BEGIN Extracted entries

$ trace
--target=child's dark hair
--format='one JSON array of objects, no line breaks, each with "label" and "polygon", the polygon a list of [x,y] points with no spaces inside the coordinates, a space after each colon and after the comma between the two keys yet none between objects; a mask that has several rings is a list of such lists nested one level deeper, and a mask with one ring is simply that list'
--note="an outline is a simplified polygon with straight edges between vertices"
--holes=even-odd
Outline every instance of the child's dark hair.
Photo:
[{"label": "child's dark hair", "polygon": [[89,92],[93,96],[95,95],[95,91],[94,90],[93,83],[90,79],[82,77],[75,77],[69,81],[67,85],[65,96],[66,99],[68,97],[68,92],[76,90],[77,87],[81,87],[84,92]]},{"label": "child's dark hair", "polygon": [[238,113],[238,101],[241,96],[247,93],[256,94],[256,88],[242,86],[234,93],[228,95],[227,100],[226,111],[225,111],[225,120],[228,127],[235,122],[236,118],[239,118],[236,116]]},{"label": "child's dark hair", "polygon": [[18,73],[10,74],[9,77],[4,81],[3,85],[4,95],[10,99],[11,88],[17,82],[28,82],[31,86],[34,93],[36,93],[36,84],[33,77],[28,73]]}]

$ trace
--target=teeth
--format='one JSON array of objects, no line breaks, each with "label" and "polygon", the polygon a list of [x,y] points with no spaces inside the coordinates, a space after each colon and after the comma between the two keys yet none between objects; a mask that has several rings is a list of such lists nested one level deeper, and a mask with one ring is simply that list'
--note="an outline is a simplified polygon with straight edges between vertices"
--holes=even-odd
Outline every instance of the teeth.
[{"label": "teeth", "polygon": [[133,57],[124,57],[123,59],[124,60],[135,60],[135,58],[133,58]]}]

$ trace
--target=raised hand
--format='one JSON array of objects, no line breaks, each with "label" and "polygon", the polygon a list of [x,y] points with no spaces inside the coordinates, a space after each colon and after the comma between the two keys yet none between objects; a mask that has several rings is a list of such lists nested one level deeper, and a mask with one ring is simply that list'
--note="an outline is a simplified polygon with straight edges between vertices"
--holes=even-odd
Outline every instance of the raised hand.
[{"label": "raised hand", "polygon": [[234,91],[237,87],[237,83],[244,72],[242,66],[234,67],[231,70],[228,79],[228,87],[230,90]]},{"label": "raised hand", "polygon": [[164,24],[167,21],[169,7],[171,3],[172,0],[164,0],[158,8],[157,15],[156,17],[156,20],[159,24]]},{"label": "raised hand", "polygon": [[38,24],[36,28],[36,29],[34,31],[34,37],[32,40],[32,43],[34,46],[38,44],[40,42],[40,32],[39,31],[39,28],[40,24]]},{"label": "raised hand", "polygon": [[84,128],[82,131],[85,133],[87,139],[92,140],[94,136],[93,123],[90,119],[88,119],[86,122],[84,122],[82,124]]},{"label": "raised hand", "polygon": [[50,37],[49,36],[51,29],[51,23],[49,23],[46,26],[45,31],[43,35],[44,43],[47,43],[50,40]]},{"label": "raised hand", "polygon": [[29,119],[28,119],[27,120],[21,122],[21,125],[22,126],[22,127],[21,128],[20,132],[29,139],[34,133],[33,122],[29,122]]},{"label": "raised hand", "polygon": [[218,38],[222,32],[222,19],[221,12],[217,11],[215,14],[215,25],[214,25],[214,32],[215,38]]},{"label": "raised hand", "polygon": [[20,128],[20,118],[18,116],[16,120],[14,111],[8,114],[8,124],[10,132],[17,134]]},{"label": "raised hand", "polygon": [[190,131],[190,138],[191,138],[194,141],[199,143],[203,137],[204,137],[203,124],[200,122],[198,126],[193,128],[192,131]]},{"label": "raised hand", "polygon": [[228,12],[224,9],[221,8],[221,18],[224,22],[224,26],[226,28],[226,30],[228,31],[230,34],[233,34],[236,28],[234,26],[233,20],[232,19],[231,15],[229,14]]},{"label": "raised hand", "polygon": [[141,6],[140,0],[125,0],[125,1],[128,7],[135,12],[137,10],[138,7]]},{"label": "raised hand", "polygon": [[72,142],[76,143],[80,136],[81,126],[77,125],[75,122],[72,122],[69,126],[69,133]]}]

END Extracted entries

> _Exercise brief_: List every line of the listing above that contains the word "teeth".

> _Worked solution_:
--target=teeth
Outline every instance of the teeth.
[{"label": "teeth", "polygon": [[133,57],[124,57],[123,59],[124,60],[135,60],[135,58],[133,58]]}]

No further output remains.